#### TASK INPUTS
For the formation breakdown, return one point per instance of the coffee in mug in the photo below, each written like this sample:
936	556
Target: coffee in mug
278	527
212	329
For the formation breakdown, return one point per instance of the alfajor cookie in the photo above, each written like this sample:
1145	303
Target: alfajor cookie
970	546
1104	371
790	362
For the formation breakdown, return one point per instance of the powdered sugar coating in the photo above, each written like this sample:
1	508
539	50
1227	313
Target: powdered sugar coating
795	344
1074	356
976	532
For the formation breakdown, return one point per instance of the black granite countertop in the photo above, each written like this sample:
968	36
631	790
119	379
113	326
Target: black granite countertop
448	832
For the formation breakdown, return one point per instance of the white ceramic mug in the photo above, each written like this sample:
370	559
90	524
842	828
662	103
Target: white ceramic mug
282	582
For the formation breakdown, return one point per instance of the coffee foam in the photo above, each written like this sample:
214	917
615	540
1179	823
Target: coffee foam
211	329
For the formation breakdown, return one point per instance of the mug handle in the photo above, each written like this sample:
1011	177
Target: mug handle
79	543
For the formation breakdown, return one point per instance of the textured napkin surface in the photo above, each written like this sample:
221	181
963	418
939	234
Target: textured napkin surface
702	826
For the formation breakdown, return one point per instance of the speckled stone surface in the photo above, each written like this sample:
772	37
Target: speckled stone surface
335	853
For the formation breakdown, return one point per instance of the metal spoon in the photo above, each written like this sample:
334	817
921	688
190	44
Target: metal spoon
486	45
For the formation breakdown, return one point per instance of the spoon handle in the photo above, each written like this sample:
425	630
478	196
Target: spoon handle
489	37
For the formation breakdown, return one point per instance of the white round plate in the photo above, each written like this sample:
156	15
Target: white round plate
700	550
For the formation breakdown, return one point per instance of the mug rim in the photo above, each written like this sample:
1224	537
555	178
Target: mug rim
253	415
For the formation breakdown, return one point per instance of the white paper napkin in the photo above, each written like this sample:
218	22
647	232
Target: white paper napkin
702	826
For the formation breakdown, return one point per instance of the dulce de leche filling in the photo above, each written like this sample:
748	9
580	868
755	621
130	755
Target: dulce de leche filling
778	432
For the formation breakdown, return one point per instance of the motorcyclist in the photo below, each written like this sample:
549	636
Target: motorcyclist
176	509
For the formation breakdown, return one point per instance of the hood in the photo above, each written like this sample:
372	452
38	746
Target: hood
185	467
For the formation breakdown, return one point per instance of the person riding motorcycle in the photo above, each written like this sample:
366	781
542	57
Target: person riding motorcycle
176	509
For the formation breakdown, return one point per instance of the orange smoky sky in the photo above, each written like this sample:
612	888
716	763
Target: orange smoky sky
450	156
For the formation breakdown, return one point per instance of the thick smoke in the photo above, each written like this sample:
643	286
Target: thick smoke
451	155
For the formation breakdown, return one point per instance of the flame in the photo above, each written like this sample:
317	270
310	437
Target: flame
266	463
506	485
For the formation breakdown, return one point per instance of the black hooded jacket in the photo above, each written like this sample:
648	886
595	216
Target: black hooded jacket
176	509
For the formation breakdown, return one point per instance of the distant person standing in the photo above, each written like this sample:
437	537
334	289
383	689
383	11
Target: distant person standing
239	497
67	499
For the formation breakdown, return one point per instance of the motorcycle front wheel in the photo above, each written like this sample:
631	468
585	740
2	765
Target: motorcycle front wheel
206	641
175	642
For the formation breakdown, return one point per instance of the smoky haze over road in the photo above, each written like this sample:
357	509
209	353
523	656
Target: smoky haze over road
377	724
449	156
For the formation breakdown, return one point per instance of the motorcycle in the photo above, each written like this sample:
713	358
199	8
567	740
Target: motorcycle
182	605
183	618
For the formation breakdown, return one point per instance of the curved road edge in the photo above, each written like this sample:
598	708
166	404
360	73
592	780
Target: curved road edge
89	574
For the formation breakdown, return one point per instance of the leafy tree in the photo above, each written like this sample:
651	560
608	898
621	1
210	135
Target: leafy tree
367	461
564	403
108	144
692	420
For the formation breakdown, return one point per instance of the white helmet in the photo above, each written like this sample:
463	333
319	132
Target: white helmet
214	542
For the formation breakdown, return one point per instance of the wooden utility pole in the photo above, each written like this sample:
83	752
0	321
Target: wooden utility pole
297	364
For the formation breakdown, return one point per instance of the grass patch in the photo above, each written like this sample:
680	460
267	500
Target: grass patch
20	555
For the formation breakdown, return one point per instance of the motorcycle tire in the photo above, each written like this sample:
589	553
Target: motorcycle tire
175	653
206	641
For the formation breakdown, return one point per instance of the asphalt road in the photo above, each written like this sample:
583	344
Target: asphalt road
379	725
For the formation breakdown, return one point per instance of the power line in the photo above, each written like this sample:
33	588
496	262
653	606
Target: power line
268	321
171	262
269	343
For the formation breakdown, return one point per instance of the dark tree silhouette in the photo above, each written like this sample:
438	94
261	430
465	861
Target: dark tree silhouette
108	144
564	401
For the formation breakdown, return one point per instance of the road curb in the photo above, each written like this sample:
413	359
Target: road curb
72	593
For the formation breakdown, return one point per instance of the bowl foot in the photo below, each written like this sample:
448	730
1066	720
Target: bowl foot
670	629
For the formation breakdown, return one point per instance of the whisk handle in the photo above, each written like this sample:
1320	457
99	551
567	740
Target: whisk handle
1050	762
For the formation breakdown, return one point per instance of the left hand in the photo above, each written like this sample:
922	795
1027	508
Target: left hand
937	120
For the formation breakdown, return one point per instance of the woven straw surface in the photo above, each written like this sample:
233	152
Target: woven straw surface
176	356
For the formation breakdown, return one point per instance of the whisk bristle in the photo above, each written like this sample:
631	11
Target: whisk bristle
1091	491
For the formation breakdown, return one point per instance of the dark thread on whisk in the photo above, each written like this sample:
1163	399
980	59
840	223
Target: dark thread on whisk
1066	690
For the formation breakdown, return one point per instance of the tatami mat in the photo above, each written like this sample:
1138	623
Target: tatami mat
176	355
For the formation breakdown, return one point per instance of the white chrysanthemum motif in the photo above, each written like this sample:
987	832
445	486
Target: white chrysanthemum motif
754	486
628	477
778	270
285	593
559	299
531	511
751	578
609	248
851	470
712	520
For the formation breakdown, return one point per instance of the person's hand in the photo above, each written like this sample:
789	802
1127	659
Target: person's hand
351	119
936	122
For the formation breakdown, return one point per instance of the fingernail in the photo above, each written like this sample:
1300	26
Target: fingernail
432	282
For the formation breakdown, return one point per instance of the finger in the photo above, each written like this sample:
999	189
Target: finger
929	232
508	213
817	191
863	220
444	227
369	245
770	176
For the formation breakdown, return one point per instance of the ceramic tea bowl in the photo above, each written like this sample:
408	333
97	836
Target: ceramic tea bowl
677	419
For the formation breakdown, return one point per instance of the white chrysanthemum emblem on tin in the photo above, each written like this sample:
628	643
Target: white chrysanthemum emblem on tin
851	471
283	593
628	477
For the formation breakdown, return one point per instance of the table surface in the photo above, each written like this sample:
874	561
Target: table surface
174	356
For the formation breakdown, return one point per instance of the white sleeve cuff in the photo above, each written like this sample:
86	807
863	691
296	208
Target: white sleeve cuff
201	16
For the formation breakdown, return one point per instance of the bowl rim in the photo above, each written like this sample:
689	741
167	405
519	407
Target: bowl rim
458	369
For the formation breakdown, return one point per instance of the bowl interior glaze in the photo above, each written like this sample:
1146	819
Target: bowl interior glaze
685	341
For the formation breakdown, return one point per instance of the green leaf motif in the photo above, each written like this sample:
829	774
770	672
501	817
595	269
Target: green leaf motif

#### INSTRUCTIONS FOR THE TASK
Output all of the data again, exactly.

#### FINISHED EXERCISE
For the formation breakdown, return one point per instance of the coffee in mug in the photo below, each written like this sample:
936	556
Target: coffee in mug
278	527
212	329
For the formation breakdown, return one point per instance of the alfajor cookie in the photo above, each written like this sample:
1145	303
Target: alfajor cookie
970	546
1104	371
790	362
For the formation breakdown, return one point per instance of the powdered sugar coating in the photo above, each written like this sample:
1	508
539	50
1227	313
Target: powdered sugar coating
795	344
1074	356
976	532
For the formation breakdown, return one point per instance of the black granite countertop in the photo above, each written like this sample:
968	36
631	790
119	379
113	326
Target: black granite countertop
448	832
For the formation breakdown, return one point per instance of the white ceramic mug in the photo above, each written like this sample:
370	559
90	524
842	828
662	103
Target: white ceramic mug
282	582
For the formation breakdown, return one point per instance of the coffee foam in the photo above, each written like this sample:
214	917
615	540
1179	823
Target: coffee foam
211	329
For the formation breakdown, return one point per instance of the mug handle in the photo above, each written like this sample:
1011	177
Target: mug handle
79	543
For the formation breakdown, return one point per instance of the textured napkin surface in the photo above, each written like this sample:
221	181
963	418
939	234
Target: textured napkin surface
702	826
For the formation breakdown, return one point per instance of the speckled stone surface in the photo above, each written like this sample:
772	37
Target: speckled stone surface
335	853
For the formation breakdown, return one point per instance of the metal spoon in the photo above, each written like this sample:
334	817
921	688
190	44
Target: metal spoon
486	45
For the formation breakdown, return one point per instance of the spoon handle in the photo above, each written like this sample:
425	630
478	196
Target: spoon handle
489	37
For the formation breakdown, return one point per instance of the white round plate in the photo above, each written like this sample:
156	15
Target: white round plate
700	550
For the formation breakdown, return one point per instance of the mug rim in the photo above, each written like this sample:
1224	537
555	178
Target: mug rim
253	415
For the formation breakdown, return one point per instance of the white paper napkin in the photo above, each written like this sample:
218	22
647	232
Target: white paper napkin
702	826
For the formation breakdown, return one point per instance of the dulce de leche filling in the photo above, each written like this sample:
748	9
580	868
755	621
130	755
Target: dulce de leche filling
778	432
For the formation breakdown, return one point per instance of the motorcyclist in the photo below, each written like this sample:
549	636
Target: motorcyclist
176	509
For the formation breakdown, return one point per instance of the hood in the photo above, each written like this sample:
372	452
38	746
Target: hood
185	467
For the formation breakdown, return one point per instance of the person riding motorcycle in the photo above, each written like this sample:
366	781
542	57
Target: person riding motorcycle
176	509
For the formation breakdown, return one point per instance of the orange smoky sky in the photo above, each written like this sample:
612	888
716	763
Target: orange smoky sky
450	156
For the formation breakdown, return one point per instance of the thick smoke in the photo above, each written like this sample:
643	286
Target: thick smoke
451	155
For the formation breakdown, return one point per instance of the flame in the photo above, each written like this sample:
317	270
310	437
Target: flame
266	463
506	485
For the formation breakdown, return one point per instance of the black hooded jacket in the photo above, each written like this sample:
648	886
595	216
Target: black hooded jacket
176	509
For the formation breakdown, return one point per instance of the distant person standing in the photo above, each written like this sample:
437	537
334	289
383	689
383	11
Target: distant person standing
239	497
67	499
For the formation breakdown, return one point per instance of the motorcycle front wheel in the photo above, each written like this sample:
631	468
585	740
2	765
Target: motorcycle front wheel
206	641
175	642
For the formation breakdown, return one point per instance of the smoky haze over road in the photo above, each written like this sample:
357	509
209	353
523	656
Target: smoky haze over road
377	724
449	156
For the formation breakdown, return one point per instance of the motorcycle in the photo above, each written like this sample:
713	358
199	8
567	740
Target: motorcycle
182	605
183	618
For the formation breakdown, return one point per instance of the curved road edge in the photo above, each written like this sample:
598	708
166	404
360	73
592	780
Target: curved road edge
89	574
For the formation breakdown, return one point per instance of the leafy tree in the photo above, each written like this sample:
651	560
608	898
621	1
210	135
Target: leafy tree
367	461
564	403
108	144
692	420
For the formation breakdown, return one point per instance of the white helmet in the photo above, each written like this sample:
463	333
319	132
Target: white helmet
214	542
For the formation breakdown, return one point per instance of the wooden utility pole in the photo above, each written like this sample:
83	752
0	321
Target: wooden utility pole
297	364
For the formation breakdown, return one point per instance of the grass patch in the photo above, each written like this sample:
680	460
267	500
Target: grass patch
20	555
For the formation breakdown, return one point per instance of the motorcycle tire in the photo above, each written like this sample:
589	553
Target: motorcycle tire
175	653
206	641
For the formation breakdown, return one point per instance of the asphalt road in the photo above, each written like this sample:
583	344
Target: asphalt road
379	725
For the formation breakdown, return one point per instance of the power line in the photo above, each written like this sample:
33	588
496	262
653	606
Target: power line
268	321
171	262
269	343
For the formation breakdown, return one point per instance of the dark tree silhouette in the photo above, each written like this sample:
438	94
261	430
465	861
Target: dark tree silhouette
108	144
564	401
For the formation breakdown, return one point per instance of the road curb in the photo above, each written like this sample:
413	359
Target: road curb
72	593
For the formation breakdown, return one point per instance of the bowl foot in the photo below, each written like this sample:
448	730
1066	720
Target: bowl foot
670	629
For the formation breakdown, return one point per instance of the whisk handle in the photo above, each written like this sample:
1320	457
99	551
567	740
Target: whisk handle
1050	762
For the formation breakdown, return one point per instance of the left hand in the photo above, each written like this sample:
922	795
1027	508
Target: left hand
937	120
For the formation breakdown, return one point per instance of the woven straw surface in the photo above, each written like this sample:
233	152
Target: woven straw surface
176	356
For the formation breakdown, return one point per instance of the whisk bristle in the photo above, each written like this sample:
631	11
Target: whisk bristle
1091	491
For the formation breakdown, return one point per instance of the dark thread on whisk in the photo above, each written like this sample:
1163	399
980	59
840	223
Target: dark thread on whisk
1066	690
For the formation breakdown, return one point per instance of the tatami mat in the photo above, each written like this sample:
1138	623
Target: tatami mat
176	355
For the formation breakdown, return one point per instance of the white chrysanthemum motif in the photo above, each written like this sample:
987	832
445	486
Target: white chrysanthemum motif
754	486
628	477
778	270
285	593
559	299
531	511
751	578
609	248
851	470
712	520
For the formation breakdown, return one point per instance of the person's hand in the photo above, each written like this sample:
789	802
1127	659
Target: person's hand
351	119
936	122
For the formation breakdown, return one point per instance of the fingernail in the photo above, each written like this sample:
1300	26
Target: fingernail
432	282
For the formation breakdown, return one point per instance of the finger in the photo above, each written like this sample:
999	189
Target: finger
929	232
508	213
817	191
863	220
444	227
369	245
770	176
For the formation breakdown, return one point per instance of the ceramic tea bowl in the photo above, each written like this sample:
408	333
97	836
Target: ceramic tea bowl
677	419
For the formation breakdown, return one point per instance of the white chrysanthemum emblem on tin in the photo above, each written like this sample:
628	643
Target: white chrysanthemum emblem on tin
851	471
283	593
628	477
For the formation breakdown, return one point per instance of the table surface in the photo above, each written like this sample:
874	561
Target: table surface
174	356
For the formation breakdown, return one point per instance of the white sleeve cuff in the photo above, each written like this sample:
86	807
863	691
296	208
Target: white sleeve cuff
201	16
For the formation breakdown, return one point per instance of the bowl rim in the photo above, each written like this sample:
689	741
167	405
519	407
Target: bowl rim
458	369
For the formation breakdown, return one point per instance of the bowl interior glaze in the photo above, each written like this sample:
1146	819
Target: bowl interior glaze
685	341
For the formation breakdown, return one point per instance of the green leaf motif in the photo above, each written like this sample:
829	774
770	672
501	817
595	269
Target: green leaf motif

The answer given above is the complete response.